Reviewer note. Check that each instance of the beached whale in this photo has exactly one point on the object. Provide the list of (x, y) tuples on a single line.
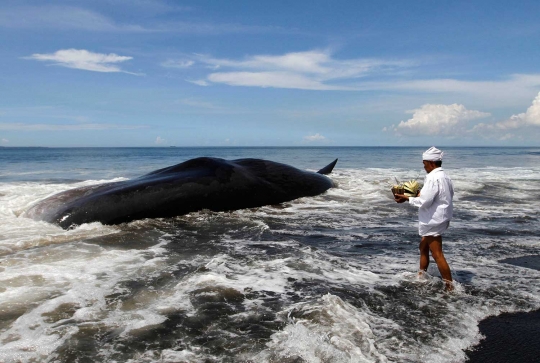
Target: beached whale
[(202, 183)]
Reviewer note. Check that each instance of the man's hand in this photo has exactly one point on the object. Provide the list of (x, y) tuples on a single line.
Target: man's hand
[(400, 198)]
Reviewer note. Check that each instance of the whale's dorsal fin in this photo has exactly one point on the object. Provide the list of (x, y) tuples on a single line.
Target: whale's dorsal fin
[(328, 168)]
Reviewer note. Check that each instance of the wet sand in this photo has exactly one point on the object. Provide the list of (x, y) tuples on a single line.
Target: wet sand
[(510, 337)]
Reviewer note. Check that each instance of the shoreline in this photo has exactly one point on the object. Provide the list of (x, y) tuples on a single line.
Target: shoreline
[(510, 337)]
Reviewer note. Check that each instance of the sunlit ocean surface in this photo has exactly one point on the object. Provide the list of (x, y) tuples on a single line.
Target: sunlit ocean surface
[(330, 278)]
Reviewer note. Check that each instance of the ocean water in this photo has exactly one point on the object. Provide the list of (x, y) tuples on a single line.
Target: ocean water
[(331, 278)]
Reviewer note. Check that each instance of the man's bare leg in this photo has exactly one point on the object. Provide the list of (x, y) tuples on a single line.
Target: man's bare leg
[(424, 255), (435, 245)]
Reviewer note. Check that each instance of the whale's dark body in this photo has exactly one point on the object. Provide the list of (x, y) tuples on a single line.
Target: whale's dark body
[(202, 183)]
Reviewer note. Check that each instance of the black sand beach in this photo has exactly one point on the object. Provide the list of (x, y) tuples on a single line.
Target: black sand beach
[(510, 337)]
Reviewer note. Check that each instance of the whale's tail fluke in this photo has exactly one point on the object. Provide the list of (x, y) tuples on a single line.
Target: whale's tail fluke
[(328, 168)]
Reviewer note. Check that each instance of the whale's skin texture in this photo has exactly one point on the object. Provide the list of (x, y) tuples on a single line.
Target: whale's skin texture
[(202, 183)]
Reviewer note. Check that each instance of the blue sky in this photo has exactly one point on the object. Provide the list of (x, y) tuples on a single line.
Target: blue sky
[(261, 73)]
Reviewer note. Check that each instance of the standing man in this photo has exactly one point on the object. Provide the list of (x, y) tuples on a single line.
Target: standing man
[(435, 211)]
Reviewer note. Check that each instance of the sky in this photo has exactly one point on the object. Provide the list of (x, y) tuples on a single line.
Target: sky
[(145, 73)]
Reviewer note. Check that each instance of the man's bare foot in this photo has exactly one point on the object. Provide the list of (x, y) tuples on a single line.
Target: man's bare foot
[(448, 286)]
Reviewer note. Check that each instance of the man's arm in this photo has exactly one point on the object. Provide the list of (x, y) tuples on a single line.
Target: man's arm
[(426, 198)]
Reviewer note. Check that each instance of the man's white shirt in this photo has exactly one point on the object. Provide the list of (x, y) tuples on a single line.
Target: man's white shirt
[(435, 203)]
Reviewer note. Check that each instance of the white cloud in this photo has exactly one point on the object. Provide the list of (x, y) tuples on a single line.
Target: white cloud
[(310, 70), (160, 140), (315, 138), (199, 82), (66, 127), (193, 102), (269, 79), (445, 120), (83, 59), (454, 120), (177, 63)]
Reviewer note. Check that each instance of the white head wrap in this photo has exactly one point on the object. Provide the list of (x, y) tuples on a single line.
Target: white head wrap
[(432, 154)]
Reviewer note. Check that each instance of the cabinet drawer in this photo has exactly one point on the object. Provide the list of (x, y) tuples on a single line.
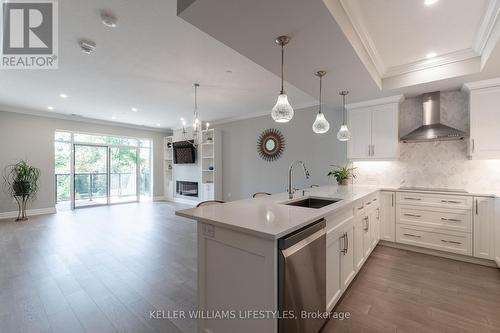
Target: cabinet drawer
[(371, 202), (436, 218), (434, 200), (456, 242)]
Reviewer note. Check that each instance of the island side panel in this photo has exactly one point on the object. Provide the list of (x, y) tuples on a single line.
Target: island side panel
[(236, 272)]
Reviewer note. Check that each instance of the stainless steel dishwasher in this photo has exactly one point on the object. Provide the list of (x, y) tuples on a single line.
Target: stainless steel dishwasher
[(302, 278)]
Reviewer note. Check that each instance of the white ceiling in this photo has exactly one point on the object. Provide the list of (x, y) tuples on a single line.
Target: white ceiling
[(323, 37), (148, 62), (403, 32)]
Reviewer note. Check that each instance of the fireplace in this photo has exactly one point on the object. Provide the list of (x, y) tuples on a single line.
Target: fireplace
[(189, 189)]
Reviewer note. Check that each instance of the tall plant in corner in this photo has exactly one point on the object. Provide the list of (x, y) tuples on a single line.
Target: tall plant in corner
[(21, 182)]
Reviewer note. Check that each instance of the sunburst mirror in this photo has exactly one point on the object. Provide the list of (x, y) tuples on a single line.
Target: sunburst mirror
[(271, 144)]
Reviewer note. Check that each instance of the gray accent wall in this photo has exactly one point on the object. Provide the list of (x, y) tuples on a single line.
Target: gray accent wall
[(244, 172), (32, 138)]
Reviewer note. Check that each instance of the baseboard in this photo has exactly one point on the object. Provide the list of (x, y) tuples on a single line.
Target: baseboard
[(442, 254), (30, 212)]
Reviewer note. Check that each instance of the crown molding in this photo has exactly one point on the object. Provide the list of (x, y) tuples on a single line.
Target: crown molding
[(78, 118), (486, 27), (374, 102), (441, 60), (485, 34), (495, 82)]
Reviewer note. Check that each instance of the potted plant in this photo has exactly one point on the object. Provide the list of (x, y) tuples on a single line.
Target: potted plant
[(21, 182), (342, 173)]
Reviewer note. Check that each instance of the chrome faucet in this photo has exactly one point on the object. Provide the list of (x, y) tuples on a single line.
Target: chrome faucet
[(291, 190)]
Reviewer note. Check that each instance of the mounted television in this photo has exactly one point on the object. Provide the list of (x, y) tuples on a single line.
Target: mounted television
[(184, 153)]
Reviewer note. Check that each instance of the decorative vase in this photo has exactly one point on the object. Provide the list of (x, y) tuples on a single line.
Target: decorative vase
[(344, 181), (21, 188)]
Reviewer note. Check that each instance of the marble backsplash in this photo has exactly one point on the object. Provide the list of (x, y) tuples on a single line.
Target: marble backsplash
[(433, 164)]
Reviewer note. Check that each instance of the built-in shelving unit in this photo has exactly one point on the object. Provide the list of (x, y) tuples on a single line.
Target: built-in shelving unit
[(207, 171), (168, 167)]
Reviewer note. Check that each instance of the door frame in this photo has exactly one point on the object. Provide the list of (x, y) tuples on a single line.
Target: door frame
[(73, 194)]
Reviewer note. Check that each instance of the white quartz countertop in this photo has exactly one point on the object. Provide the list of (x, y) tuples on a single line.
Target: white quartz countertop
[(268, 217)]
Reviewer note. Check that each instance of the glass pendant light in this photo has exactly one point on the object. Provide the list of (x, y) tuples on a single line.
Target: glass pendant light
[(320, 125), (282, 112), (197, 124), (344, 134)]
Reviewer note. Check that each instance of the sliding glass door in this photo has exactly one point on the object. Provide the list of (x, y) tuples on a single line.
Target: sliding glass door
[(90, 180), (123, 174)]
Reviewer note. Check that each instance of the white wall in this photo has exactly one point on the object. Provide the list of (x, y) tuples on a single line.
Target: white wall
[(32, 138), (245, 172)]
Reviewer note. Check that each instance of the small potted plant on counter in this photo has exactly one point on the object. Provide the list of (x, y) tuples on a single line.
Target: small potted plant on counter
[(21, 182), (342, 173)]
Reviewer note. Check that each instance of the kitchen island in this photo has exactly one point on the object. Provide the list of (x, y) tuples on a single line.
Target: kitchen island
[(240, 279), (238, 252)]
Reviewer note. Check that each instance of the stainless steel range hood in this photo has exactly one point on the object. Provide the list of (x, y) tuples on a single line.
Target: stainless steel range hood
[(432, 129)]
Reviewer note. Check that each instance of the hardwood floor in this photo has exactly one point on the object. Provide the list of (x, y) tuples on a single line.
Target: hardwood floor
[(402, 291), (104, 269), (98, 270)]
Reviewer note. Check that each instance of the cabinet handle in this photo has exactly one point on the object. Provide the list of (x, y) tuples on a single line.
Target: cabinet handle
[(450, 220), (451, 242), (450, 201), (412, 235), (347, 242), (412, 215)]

● ● ● ● ●

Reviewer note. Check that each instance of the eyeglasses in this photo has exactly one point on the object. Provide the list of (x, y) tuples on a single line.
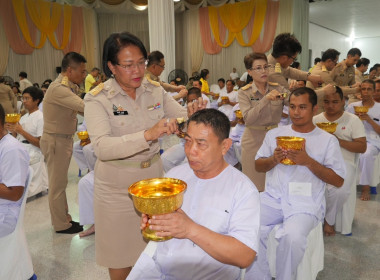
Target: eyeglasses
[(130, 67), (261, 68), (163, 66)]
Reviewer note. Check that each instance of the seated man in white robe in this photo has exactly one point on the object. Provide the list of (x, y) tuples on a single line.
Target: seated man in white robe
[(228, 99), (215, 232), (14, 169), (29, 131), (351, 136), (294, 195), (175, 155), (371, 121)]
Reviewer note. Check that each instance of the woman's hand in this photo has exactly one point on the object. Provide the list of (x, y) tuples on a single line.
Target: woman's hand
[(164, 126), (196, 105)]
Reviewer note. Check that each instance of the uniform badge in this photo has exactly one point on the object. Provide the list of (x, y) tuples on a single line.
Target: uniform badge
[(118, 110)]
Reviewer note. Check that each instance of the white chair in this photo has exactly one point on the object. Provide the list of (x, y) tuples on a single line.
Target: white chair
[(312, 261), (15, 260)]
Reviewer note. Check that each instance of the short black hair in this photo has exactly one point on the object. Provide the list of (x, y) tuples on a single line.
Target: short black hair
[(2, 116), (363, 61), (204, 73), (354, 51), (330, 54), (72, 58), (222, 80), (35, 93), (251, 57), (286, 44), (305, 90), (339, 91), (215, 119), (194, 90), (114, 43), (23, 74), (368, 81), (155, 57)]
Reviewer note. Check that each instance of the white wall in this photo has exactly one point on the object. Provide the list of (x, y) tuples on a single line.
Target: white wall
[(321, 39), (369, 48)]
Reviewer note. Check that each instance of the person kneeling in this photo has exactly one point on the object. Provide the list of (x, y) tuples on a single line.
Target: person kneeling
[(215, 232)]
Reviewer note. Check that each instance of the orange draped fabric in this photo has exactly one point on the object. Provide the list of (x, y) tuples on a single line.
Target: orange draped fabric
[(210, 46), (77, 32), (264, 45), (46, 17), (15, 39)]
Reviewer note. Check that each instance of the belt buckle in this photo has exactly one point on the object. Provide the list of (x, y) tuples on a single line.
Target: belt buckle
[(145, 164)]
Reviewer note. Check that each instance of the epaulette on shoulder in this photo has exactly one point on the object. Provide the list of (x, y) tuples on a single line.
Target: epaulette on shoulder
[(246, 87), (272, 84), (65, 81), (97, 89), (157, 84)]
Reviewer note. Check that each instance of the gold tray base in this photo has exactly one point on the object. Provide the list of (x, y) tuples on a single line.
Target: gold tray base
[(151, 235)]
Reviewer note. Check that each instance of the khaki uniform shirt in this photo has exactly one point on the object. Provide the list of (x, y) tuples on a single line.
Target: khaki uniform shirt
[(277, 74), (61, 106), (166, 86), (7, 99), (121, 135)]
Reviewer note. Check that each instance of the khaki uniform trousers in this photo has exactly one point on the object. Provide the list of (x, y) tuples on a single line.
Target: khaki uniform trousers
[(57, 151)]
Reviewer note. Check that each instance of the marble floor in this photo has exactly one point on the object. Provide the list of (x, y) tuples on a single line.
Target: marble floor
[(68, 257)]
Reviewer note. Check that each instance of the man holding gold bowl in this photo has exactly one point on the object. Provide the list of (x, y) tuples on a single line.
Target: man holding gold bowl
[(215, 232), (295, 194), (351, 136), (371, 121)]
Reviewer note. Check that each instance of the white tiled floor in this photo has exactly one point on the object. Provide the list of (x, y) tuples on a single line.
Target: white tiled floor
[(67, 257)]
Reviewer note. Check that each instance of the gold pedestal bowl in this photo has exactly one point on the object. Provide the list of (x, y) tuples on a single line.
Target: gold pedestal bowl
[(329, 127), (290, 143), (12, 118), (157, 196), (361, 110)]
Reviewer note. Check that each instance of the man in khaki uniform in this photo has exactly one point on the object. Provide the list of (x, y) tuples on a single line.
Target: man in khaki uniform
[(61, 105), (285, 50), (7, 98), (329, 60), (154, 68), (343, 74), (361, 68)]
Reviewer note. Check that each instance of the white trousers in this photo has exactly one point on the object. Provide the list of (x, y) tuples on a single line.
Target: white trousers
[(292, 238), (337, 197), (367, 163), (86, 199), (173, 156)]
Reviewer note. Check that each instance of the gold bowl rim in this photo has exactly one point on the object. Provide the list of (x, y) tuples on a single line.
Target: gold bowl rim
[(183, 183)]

● ● ● ● ●

> [TASK TO CARRY OUT]: Copy out the rows beginning at the line that has "Reviewer note. Check that each instance of the sunburst" and stopping after the line that has "[(442, 254), (30, 212)]", swapping "baseboard" for "skirting board" and leaving everything else unchanged.

> [EXERCISE ANSWER]:
Reviewer note. Check that each instance of the sunburst mirror in this photo has exactly one point on the object. Provide the list of (x, y) tuples on a single line.
Target: sunburst mirror
[(271, 144)]
Reviewer note. Check that each instance of the gray accent wall in this photo has exactly one point on the object. Provide the list of (x, y) tuples on a single line.
Target: gray accent wall
[(244, 172), (32, 138)]
Reviewer note. Check that each instance of the skirting board in this photo has exactly one point on the object. Provide the list of (x, y) tuples on a single line.
Target: skirting board
[(442, 254), (30, 212)]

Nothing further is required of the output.